▶ _Task details_:
Could you copy, unchanged, only the part of the data below that opens with the line containing "Mark the region of each instance of the nose;" and closes with the line containing "116), (132, 114)]", with both of those lines included?

▶ _Records provided_:
....

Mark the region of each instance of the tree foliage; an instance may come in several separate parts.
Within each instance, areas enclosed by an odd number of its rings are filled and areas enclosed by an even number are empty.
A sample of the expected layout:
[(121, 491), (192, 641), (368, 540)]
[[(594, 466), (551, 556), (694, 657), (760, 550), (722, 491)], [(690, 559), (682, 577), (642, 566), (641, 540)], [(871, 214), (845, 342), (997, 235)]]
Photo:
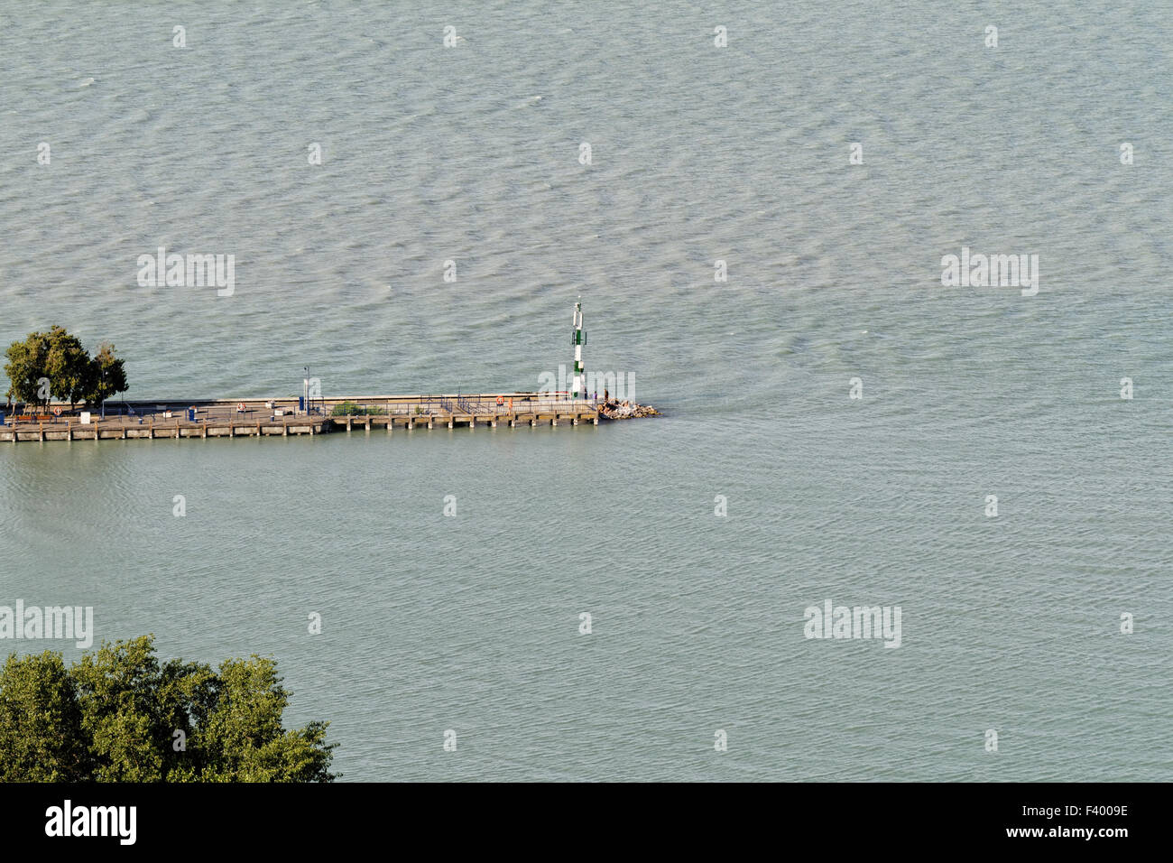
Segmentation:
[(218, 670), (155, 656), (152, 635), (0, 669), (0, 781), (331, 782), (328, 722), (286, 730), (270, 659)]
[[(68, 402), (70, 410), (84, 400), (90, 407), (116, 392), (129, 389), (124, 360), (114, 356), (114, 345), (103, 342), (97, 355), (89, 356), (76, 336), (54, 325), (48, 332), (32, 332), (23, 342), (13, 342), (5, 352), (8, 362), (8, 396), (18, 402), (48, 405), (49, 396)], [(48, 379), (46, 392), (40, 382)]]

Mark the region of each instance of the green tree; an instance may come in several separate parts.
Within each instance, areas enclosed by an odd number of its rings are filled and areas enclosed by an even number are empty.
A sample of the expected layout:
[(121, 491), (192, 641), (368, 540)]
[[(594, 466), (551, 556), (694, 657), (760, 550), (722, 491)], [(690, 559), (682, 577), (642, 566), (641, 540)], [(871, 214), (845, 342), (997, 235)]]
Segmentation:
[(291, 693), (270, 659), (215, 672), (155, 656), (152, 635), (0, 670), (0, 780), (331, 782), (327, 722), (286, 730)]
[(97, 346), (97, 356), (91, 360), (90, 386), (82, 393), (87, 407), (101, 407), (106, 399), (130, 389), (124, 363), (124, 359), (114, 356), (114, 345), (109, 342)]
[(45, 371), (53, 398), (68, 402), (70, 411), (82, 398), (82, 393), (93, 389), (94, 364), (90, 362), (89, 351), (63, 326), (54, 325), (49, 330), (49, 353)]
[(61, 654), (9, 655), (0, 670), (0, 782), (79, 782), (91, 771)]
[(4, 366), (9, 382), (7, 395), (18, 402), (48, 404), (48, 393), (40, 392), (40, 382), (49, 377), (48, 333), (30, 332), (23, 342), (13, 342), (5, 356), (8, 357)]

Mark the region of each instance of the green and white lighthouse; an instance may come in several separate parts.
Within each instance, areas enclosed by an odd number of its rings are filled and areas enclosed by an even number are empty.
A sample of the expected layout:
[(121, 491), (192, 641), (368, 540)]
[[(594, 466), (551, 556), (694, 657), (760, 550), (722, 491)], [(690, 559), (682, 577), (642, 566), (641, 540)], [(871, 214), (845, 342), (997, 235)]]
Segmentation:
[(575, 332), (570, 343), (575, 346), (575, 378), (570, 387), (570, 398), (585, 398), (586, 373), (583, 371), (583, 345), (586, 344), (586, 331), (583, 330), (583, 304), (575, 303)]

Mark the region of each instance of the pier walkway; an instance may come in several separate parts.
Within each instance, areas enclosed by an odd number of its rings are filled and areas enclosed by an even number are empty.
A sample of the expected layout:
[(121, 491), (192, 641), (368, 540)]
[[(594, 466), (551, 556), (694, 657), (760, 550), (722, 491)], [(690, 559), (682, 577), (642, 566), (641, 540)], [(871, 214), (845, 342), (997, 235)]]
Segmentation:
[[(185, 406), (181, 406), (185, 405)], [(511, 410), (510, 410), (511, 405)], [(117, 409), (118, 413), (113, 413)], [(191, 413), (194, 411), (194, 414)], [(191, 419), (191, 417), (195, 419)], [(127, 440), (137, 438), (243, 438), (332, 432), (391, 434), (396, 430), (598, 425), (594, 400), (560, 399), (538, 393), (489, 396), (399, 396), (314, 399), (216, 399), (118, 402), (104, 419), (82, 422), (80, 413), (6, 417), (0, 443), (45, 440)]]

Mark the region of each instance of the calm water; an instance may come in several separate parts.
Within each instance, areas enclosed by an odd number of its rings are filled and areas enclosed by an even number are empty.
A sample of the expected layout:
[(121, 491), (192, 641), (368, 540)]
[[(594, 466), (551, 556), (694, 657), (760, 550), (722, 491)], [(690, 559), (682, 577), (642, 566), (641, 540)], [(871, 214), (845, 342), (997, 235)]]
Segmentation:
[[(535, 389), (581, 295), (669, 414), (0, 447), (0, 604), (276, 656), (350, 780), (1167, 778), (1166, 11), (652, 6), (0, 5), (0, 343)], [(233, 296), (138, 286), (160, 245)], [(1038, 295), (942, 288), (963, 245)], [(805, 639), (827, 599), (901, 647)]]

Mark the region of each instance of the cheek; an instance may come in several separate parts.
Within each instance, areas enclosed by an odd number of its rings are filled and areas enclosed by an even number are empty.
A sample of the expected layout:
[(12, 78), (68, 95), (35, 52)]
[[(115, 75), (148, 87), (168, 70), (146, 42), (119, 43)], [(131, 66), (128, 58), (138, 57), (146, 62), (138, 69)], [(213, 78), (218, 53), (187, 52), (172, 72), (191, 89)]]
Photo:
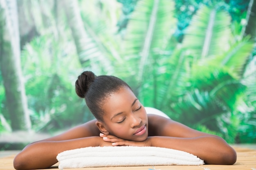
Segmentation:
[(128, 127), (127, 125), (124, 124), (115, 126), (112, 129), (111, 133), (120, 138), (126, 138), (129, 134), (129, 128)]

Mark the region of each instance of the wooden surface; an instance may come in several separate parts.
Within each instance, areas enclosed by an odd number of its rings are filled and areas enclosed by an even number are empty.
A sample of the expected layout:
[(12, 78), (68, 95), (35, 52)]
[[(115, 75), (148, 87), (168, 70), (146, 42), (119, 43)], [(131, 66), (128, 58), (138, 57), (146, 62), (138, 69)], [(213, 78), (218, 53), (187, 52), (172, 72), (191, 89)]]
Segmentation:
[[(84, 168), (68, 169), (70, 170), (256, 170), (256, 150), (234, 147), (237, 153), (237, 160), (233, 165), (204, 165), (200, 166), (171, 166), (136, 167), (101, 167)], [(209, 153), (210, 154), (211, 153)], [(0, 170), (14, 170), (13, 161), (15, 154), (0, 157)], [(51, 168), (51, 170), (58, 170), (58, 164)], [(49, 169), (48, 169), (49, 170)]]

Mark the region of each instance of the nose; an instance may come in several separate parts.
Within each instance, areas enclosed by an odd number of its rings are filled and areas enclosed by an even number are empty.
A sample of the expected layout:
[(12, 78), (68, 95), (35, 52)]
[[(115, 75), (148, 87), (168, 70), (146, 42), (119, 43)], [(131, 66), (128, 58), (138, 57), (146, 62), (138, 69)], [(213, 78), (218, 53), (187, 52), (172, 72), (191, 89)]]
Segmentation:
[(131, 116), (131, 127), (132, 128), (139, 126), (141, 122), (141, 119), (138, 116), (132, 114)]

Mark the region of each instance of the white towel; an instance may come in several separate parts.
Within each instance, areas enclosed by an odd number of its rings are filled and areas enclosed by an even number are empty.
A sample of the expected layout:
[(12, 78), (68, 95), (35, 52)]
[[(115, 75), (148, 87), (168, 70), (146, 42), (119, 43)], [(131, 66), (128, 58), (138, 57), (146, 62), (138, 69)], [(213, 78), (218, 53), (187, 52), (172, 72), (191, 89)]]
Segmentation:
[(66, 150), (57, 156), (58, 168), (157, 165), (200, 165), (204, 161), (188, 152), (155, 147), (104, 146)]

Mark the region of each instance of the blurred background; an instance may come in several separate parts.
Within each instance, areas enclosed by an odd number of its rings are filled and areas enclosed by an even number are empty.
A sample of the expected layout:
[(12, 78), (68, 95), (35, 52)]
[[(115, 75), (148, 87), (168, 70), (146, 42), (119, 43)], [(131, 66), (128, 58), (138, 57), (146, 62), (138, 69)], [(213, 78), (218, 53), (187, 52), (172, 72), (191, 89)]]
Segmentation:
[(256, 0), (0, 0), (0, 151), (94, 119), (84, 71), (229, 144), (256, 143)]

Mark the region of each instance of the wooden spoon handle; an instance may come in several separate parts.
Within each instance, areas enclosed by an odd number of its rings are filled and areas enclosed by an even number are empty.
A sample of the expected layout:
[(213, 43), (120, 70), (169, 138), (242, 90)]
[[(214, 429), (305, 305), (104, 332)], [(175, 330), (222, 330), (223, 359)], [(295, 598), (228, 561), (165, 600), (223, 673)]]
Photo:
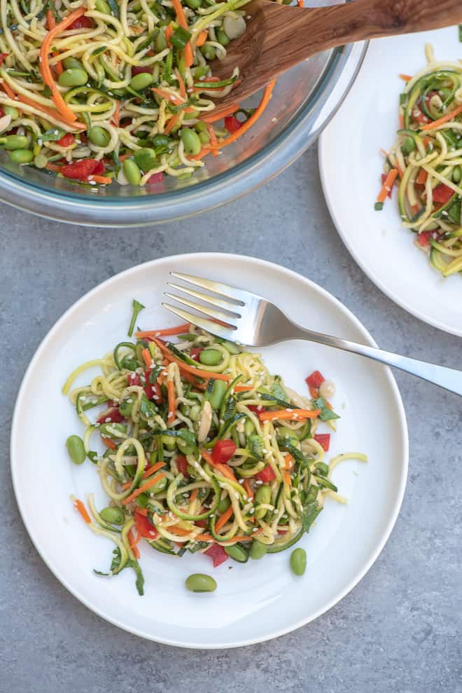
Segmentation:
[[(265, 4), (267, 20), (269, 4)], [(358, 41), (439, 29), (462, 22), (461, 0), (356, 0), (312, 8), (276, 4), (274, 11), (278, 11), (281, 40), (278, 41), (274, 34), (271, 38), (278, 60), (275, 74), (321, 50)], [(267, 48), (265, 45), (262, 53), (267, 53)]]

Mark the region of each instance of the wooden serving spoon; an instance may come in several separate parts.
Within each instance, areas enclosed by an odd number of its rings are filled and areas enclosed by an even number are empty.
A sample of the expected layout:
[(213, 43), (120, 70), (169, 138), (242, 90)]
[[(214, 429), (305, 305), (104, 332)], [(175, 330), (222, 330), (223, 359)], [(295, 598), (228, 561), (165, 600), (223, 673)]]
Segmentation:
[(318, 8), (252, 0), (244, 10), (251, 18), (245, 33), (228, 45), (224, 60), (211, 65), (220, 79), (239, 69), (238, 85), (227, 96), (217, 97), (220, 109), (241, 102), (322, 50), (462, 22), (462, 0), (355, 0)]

....

▶ _Result of this task_:
Mark the region of each instance of the nose; an instance may come in several separate parts.
Within each instance, areas enclosed by an odd number of its rings are filled and areas enclosed by an even number are empty.
A sample of the expected layout:
[(12, 78), (68, 95), (35, 52)]
[[(115, 75), (148, 87), (168, 70), (146, 42), (119, 43)], [(131, 66), (128, 58), (138, 57), (146, 62), (138, 69)], [(213, 78), (218, 53), (187, 52), (172, 72), (191, 89)]]
Segmentation:
[(131, 116), (131, 127), (132, 128), (139, 126), (141, 122), (141, 119), (138, 116), (132, 114)]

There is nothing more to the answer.